* What the task requires *
In the discussion about taking a toddler to a funeral, who else would be traveling with the family on the drive to Chicago?

Would you take your active 3-year-old to your cousin’s funeral in Chicago? We would probably be driving (a 7-hour drive). My husband doesn’t want him to go, but I feel that he should. We would be traveling with four other adults and a five month old baby.
What part of chicago?
Depends who the funeral is for
If there is someone you can really trust to keep him,probably be best for all y’all?
Depends why you feel like he should go? Were they close? If he didnt know him then I wouldn’t bother. But I took my 3 year old at the time to my uncle’s funeral. We drove 7 hours aswell down south.
No way. Be fair to the child. Is it your need driving your decision?
I just went to my best friends nana’s funeral and there were young kids running around her great grandchildren and it actually brought some peace and lightened up the situation.
a 7 hour drive with a toddler can be rough, especially if emotions are already running high. at three, he may not be able to sit quietly for a funeral, so it really depends on the service itself. you know the people attending, would THEY be okay with a toddler? personally, i wouldn’t take him, but that’s me. he wouldn’t remember it, and the rememberance and sharing stories of the person who passed would be lost in him.

* Records supplied *

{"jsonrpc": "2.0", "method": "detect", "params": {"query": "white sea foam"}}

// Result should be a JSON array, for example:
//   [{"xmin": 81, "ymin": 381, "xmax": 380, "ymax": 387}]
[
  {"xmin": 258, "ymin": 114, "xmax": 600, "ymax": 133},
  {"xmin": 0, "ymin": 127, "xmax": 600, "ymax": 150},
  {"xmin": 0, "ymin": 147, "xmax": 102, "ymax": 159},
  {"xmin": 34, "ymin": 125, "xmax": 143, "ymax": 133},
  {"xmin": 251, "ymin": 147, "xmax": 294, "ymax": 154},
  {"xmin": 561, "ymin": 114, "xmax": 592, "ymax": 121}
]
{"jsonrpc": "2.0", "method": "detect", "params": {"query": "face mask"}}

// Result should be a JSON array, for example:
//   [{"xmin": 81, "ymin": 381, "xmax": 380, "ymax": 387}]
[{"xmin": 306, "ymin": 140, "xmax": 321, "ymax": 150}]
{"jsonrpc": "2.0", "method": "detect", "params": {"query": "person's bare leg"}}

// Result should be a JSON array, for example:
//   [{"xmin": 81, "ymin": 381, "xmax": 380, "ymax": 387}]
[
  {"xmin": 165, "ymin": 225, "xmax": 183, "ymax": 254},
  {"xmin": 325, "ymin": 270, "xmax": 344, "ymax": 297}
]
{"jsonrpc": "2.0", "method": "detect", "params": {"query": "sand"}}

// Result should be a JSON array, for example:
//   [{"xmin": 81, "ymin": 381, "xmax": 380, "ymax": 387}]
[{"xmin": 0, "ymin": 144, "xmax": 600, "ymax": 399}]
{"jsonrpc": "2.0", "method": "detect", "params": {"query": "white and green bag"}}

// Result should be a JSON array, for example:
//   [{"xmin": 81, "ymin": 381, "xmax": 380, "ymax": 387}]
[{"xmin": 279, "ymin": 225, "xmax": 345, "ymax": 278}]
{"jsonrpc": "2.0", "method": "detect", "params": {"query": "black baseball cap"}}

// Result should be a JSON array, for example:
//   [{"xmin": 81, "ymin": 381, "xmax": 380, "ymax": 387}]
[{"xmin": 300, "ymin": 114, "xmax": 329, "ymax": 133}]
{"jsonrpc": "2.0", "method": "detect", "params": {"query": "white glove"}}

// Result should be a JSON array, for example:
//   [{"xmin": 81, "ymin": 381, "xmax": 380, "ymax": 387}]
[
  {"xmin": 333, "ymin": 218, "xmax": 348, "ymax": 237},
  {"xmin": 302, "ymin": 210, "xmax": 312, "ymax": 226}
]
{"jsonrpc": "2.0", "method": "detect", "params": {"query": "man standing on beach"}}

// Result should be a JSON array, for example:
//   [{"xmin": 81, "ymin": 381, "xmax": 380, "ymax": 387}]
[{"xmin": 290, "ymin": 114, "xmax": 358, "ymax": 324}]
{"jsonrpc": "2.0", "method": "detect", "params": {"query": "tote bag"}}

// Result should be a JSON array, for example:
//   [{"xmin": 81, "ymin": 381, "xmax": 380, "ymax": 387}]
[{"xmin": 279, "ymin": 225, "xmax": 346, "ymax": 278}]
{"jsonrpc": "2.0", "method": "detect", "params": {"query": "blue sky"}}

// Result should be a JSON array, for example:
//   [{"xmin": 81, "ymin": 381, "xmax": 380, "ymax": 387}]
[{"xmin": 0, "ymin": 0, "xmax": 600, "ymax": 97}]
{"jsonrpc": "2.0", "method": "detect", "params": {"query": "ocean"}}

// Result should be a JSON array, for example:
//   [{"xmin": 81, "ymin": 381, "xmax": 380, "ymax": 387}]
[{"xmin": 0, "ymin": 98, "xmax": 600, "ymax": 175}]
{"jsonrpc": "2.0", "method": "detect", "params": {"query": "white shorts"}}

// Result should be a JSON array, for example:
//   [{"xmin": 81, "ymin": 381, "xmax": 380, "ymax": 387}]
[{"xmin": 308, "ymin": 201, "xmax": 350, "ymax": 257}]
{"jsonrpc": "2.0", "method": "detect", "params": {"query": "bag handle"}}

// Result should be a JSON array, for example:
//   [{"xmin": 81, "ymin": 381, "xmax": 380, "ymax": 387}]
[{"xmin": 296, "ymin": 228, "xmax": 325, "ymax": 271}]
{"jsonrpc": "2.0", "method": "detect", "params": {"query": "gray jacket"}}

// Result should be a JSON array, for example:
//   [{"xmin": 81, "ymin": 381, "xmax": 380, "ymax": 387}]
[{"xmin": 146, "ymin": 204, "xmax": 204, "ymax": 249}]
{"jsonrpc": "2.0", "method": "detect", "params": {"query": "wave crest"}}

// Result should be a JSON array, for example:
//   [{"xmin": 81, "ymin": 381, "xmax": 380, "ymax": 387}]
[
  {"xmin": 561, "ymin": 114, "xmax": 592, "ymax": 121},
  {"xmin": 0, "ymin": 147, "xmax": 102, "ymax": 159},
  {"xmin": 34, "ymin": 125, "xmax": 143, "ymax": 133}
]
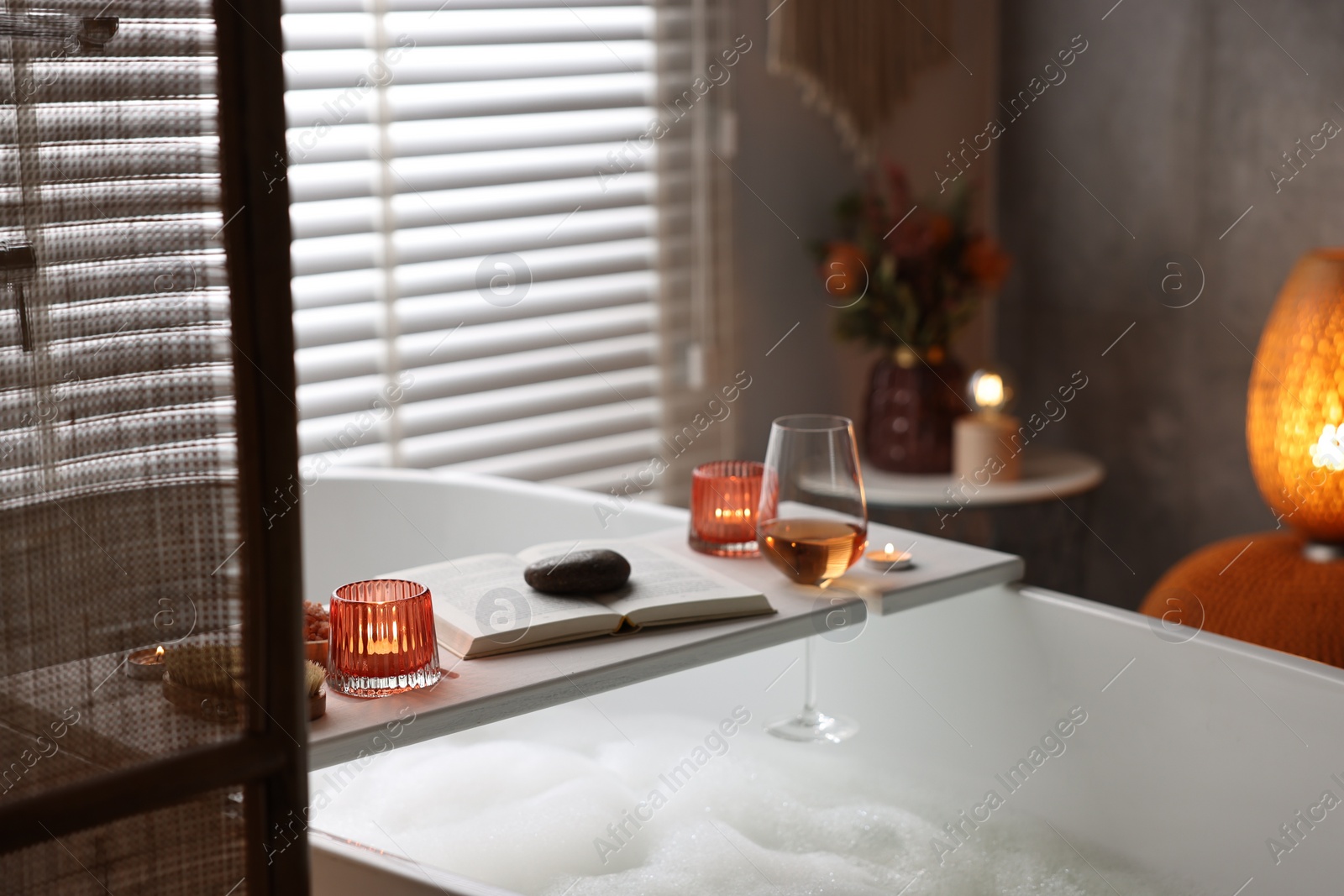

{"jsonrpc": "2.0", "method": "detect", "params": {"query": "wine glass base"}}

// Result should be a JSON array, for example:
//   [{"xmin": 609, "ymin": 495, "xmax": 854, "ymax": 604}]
[{"xmin": 764, "ymin": 710, "xmax": 858, "ymax": 744}]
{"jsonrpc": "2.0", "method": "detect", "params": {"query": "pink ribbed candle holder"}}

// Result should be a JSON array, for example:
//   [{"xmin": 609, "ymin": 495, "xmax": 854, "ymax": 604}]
[
  {"xmin": 688, "ymin": 461, "xmax": 764, "ymax": 558},
  {"xmin": 327, "ymin": 579, "xmax": 444, "ymax": 697}
]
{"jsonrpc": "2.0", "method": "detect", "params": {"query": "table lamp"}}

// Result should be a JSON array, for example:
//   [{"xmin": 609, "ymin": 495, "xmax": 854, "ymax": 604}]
[
  {"xmin": 1246, "ymin": 249, "xmax": 1344, "ymax": 560},
  {"xmin": 1141, "ymin": 249, "xmax": 1344, "ymax": 666}
]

* The solution *
Four other adults and a five-month-old baby.